**EXERCISE MATERIALS**
::::

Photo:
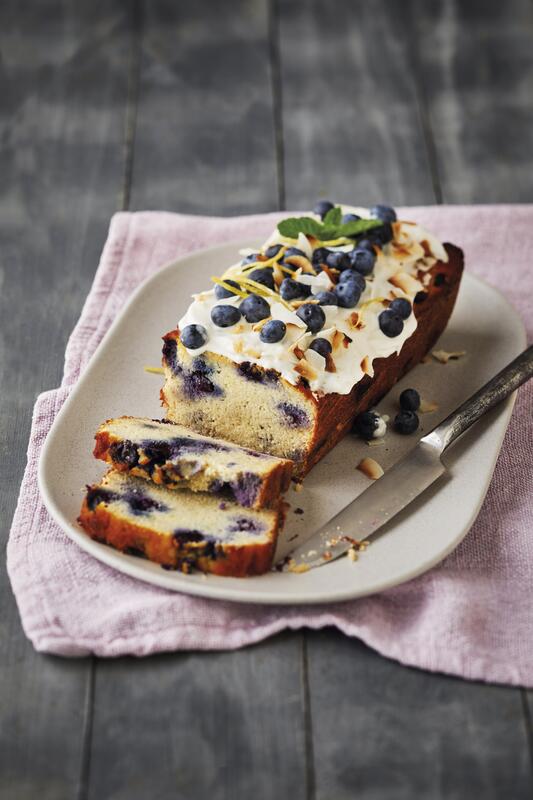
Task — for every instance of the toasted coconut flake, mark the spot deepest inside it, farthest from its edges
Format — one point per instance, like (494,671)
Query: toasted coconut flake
(301,262)
(370,468)
(444,356)
(427,407)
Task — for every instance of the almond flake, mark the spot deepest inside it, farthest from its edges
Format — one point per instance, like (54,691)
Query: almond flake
(370,468)
(443,356)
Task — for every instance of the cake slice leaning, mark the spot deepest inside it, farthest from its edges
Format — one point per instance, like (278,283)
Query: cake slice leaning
(178,458)
(180,530)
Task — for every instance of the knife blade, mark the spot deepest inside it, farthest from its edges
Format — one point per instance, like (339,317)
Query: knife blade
(407,479)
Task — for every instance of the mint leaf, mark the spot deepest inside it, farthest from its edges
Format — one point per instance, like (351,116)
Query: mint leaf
(333,217)
(294,225)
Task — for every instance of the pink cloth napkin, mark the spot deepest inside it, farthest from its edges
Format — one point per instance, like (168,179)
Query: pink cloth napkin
(470,616)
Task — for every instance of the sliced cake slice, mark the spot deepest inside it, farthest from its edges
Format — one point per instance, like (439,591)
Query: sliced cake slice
(178,458)
(180,530)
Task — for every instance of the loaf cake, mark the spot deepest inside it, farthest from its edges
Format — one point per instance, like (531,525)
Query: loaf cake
(301,336)
(176,457)
(180,530)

::::

**WHAT IS BEING ASKED**
Output every line of the items above as a JSON list of strings, one string per line, skipping blank lines and leaving out the pictures.

**WRITTEN RESPONSE**
[
  "Photo:",
  "Task — for every instance of the toasted coconut flake, mark the spot deepest inside it, farthest from its edges",
  "Format — one point per instance, like (494,671)",
  "Query: toasted coconut flake",
  "(301,262)",
  "(370,468)",
  "(444,356)",
  "(427,407)",
  "Task — for every instance of the almond flake, mark the spot deepest inside it, farthest from its edges",
  "Format — one point per instance, like (54,691)",
  "Query: almond flake",
  "(370,468)",
  "(443,356)",
  "Task — for every instance of the cake slice leaning, mark the spot deepest inside it, farthest from its edges",
  "Format — one point per instance, like (278,283)",
  "Query: cake slice leaning",
  "(178,458)",
  "(180,530)",
  "Task — for every instance of the knife blade, mark the spot deepest inside it, farthest from its edges",
  "Format — one point per instance, like (339,317)",
  "Query: knife blade",
  "(407,479)",
  "Task — for every instance of the mint leaf, mark the spot deepest inside it, farthest from its edges",
  "Format — one point per instance, like (351,116)",
  "Query: mint leaf",
  "(333,217)",
  "(294,225)",
  "Task — for every instance of the pink cloth napkin, mark the spot deepest inside it, farthest from its edges",
  "Format — one point per instance, like (168,179)",
  "Query: pink cloth napkin",
  "(470,616)",
  "Task — for every instance of the sliced cake slice, mark the spot deepest inside it, farthest from its edges",
  "Format — one point per instance, like (439,591)",
  "Query: sliced cake slice",
  "(178,458)",
  "(180,530)",
  "Task — for every instance of the loaf cake, mark the spot deepest inside it, farthest from its edges",
  "Format — one point per instance, like (531,525)",
  "Query: loaf cake",
  "(301,336)",
  "(176,457)",
  "(180,530)"
]